* _Задание_
Сможете оформить весь материал ниже как таблицу Markdown с колонками «Номер» и «Строка», где в первой стоит номер строки, а во второй сама строка, без пустых строк?
════════
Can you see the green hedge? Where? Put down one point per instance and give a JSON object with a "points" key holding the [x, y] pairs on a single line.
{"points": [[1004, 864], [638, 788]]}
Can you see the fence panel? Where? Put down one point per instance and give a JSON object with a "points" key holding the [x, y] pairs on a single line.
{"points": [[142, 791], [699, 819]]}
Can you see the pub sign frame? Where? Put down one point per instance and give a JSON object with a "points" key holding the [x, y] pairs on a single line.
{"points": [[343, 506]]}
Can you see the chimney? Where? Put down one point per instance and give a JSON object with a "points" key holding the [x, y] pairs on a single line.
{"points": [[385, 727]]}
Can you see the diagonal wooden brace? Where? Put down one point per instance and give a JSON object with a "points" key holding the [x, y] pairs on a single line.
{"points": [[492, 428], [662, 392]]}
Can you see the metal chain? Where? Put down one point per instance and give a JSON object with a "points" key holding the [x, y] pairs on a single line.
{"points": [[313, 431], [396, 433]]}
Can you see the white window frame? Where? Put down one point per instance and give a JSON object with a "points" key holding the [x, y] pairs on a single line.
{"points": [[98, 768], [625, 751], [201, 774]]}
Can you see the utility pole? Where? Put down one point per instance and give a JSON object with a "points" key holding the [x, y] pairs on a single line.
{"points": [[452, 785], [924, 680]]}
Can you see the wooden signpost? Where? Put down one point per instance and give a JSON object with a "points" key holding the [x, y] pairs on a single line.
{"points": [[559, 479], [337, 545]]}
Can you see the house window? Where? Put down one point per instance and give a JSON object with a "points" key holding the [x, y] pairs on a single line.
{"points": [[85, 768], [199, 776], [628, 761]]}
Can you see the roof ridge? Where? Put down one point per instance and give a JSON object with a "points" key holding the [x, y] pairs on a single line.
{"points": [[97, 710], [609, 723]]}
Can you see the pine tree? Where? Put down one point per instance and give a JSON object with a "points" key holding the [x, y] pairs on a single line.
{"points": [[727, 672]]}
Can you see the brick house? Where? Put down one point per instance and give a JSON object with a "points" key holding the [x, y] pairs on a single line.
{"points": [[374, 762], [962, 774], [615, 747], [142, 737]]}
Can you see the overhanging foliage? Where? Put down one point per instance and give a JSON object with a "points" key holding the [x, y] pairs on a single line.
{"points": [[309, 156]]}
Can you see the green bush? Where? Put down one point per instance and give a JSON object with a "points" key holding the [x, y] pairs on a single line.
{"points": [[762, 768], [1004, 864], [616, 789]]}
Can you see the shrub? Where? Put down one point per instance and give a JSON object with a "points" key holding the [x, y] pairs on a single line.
════════
* _Результат_
| Номер | Строка |
|---|---|
| 1 | Can you see the green hedge? Where? Put down one point per instance and give a JSON object with a "points" key holding the [x, y] pairs on a single line. |
| 2 | {"points": [[1004, 864], [638, 788]]} |
| 3 | Can you see the fence panel? Where? Put down one point per instance and give a JSON object with a "points" key holding the [x, y] pairs on a single line. |
| 4 | {"points": [[142, 791], [699, 819]]} |
| 5 | Can you see the pub sign frame? Where? Put down one point per instance and give a JSON object with a "points" key holding the [x, y] pairs on a single line. |
| 6 | {"points": [[343, 506]]} |
| 7 | Can you see the chimney? Where? Put down one point per instance and give a JSON object with a "points" key holding the [x, y] pairs on a single line. |
| 8 | {"points": [[385, 727]]} |
| 9 | Can you see the diagonal wooden brace? Where? Put down one point per instance and give a JSON object with a "points" key holding the [x, y] pairs on a single line. |
| 10 | {"points": [[492, 428], [662, 392]]} |
| 11 | Can you see the metal chain? Where? Put down one point per instance and give a JSON object with a "points" key holding the [x, y] pairs on a single line. |
| 12 | {"points": [[313, 431], [396, 433]]} |
| 13 | Can you see the white window frame? Where? Put down one point per instance and give a JSON object with a "points" key holding the [x, y] pairs on a single line. |
| 14 | {"points": [[98, 768], [625, 751], [201, 774]]} |
| 15 | Can you see the utility pole? Where? Put down one point per instance and give a JSON object with a "points" key holding the [x, y] pairs on a single line. |
| 16 | {"points": [[452, 785], [924, 680]]} |
| 17 | Can you see the wooden signpost? Where? Put down one point per instance and give a JSON object with a "points" key holding the [x, y] pairs on a single line. |
| 18 | {"points": [[559, 479], [337, 545]]} |
| 19 | Can you see the house window? Where? Put down one point per instance and give a JSON object with a "points" key holding the [x, y] pairs on a single line. |
| 20 | {"points": [[85, 768], [199, 776], [628, 761]]} |
| 21 | Can you see the roof ridge? Where? Put down one point per instance and give a JSON object with a "points" key holding the [x, y] pairs on a single line. |
| 22 | {"points": [[97, 710], [609, 723]]} |
| 23 | Can you see the pine tree? Where? Put down one point per instance and give a JSON object with a "points" key holding the [x, y] pairs on a single line. |
| 24 | {"points": [[727, 672]]} |
| 25 | Can you see the brick house? Where? Put down one point per instance and give a JSON object with a "points" key holding the [x, y] pairs on a single line. |
| 26 | {"points": [[374, 762], [962, 774], [615, 747], [142, 737]]} |
| 27 | Can you see the overhanging foliage? Where? Put down one point per instance and give a JSON object with a "points" key holding the [x, y] pairs on a single line. |
| 28 | {"points": [[309, 156]]} |
| 29 | Can you see the green bush? Where? Put down one point per instance and give a JSON object with a "points" key holding the [x, y] pairs on a single line. |
| 30 | {"points": [[762, 768], [1004, 864], [616, 789]]} |
| 31 | Can you see the shrub? Where? Put down one point per instance and give a JSON object with a "points" key holding the [x, y] pairs on a single line. |